### [DIRECTIVES]
1. In the review of 2014, rewrite the part that opens with the words containing "My UK highlight" and closes with "name a few.", changing "Upper Pennines" to "North Pennines".
2. State whether each statement below agrees with the review of 2014. Answer yes or no for each and quote the deciding words of the review.
(a) The visit to RSPB Geltsdale took place in January.
(b) The blog about the day at Shildon received fewer comments than the writer's posts about birds.
(c) The writer spent more time with the Great Crested Grebes on Killingworth Lake this year than on previous occasions.

### [SELECTED TEXT]
····················

To say that 2014 has for me been a difficult year is perhaps somewhat of an under-statement. At times it has been stressful and distressing. I’d first of all like to offer my sincere thanks to those close to me who have helped me through it. Knowing that I have folk to fall back on has been more important this year than it has ever been and the folk involved know who they are. Despite the difficulties, the year did provide enjoyable highlights and it is not a year that I would want to have missed. Commitments meant that patch birding for me was on the whole put on the back burner as I devoted what free time I did have to getting out and about to other places. Some of the highlights I mention below.
In January Sam and I were invited by Blanaid Denman to visit RSPB Geltsdale. The focus of the day was to be Hen Harriers and happily we were able to watch two ringtail Hen Harriers that day. Sam and I were becoming involved in the RSPB Skydancer Project and we were filmed that day for an RSPB video. I must find out if the video has been released yet as I’m sure you’ll all want to watch it! The atmosphere at Geltsdale at this time of year was wonderful and we also managed to have sightings of the likes of Merlin and Black Grouse. In February the focus was on a Mallard and a Bittern, and yes other locomotives. That was the day I stood on a Mallard! That early morning adventure was excellent and provided a great chance for photography as we joined the photographic event before the event opened to the rest of the public at Shildon. Interesting enough, a blog about that day brought sixteen comments, more than I have ever had when the focus was on birds. Maybe I need to try train spotting!
My UK highlight of the year was when Sam and I had another very early morning in April when we visited the Upper Pennines with Martin Kitching. Sam had won this day out as a prize in the North East Photography competition run by the NHSN and NWT and as in the previous year he invited me along as the second person on the photography day with NEWT. We experienced a long and exciting day out in the field which began with sightings of Tawny Owl, Woodcock and best of all the Black Grouse lek. The atmosphere was never beaten throughout the rest of the year. Other notable highlights were twenty-two Whooper Swans, Rough Legged Buzzard, Red Grouse, Red-legged Partridge, Grey Partridge, Golden Plover, close up Common Snipe and Raven to name a few.
Other highlights of the early part of 2014 were the walks Sam and I completed up at Druridge Bay. Perhaps the best one of them began with us spending time at the start of the walk photographing Snow Buntings. I can’t miss from my year’s highlights the breeding Great Crested Grebes on Killingworth Lake. I wasn’t able to spend as much time with them this year as on previous occasions, but they would not have been lonely as it would seem that every camera owner in the North East has now discovered Killingworth Lake and pay a visit when the Great Crested Grebes are nesting! Some, I’m pleased to say visit at other times and it was only yesterday when I was able to pass some time with Sedgdunum Warbler beside the lake, as John and I remembered our youthful sightings of murmurations of Starlings in Newcastle City centre. Those were the days when bird crap on buildings was an accepted part of city life. Now we have the wannabes complaining about a few Kittiwkes!

····················

### [DATA RECORDS]
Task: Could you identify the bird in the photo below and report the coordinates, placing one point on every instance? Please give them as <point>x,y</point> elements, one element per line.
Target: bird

····················

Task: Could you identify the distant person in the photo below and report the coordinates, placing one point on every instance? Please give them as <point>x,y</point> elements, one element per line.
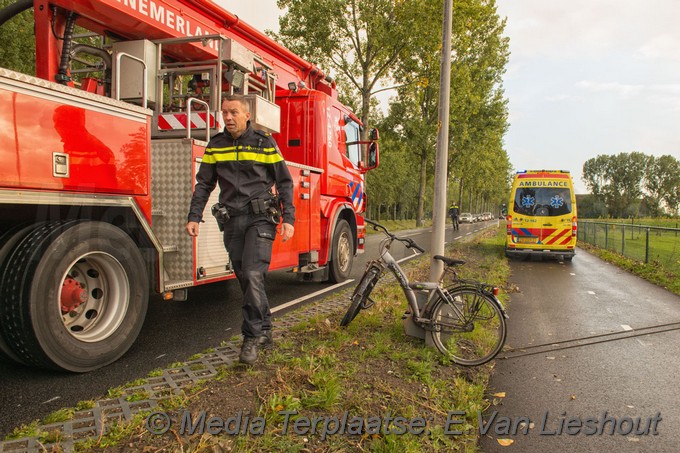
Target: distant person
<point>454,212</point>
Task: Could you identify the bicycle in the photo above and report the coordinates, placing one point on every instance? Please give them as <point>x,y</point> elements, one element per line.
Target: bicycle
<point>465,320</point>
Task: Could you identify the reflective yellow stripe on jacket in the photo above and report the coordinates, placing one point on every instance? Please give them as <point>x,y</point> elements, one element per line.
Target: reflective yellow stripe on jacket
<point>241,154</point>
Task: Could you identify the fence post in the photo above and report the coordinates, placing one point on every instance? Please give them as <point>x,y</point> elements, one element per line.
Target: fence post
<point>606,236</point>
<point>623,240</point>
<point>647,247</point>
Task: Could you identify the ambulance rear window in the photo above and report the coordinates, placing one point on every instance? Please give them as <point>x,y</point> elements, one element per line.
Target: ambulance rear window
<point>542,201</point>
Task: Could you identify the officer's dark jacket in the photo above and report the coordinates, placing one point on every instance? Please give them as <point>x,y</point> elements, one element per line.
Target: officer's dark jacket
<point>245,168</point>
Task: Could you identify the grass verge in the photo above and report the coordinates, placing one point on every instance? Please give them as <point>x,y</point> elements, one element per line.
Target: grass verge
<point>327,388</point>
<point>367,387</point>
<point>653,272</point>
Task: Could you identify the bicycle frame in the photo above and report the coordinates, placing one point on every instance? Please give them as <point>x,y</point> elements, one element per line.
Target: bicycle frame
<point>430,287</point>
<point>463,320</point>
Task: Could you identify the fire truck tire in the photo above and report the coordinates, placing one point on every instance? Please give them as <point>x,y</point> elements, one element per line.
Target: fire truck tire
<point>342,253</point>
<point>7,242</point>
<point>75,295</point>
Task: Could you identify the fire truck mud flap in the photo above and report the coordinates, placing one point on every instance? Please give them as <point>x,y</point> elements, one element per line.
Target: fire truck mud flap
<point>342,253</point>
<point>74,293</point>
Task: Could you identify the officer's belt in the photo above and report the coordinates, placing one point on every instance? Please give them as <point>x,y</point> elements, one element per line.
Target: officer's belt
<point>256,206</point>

····················

### [EXPECTED ANSWERS]
1.
My UK highlight of the year was when Sam and I had another very early morning in April when we visited the North Pennines with Martin Kitching. Sam had won this day out as a prize in the North East Photography competition run by the NHSN and NWT and as in the previous year he invited me along as the second person on the photography day with NEWT. We experienced a long and exciting day out in the field which began with sightings of Tawny Owl, Woodcock and best of all the Black Grouse lek. The atmosphere was never beaten throughout the rest of the year. Other notable highlights were twenty-two Whooper Swans, Rough Legged Buzzard, Red Grouse, Red-legged Partridge, Grey Partridge, Golden Plover, close up Common Snipe and Raven to name a few.

2.
(a) Yes: "In January Sam and I were invited by Blanaid Denman to visit RSPB Geltsdale."
(b) No: "a blog about that day brought sixteen comments, more than I have ever had when the focus was on birds."
(c) No: "I wasn’t able to spend as much time with them this year as on previous occasions"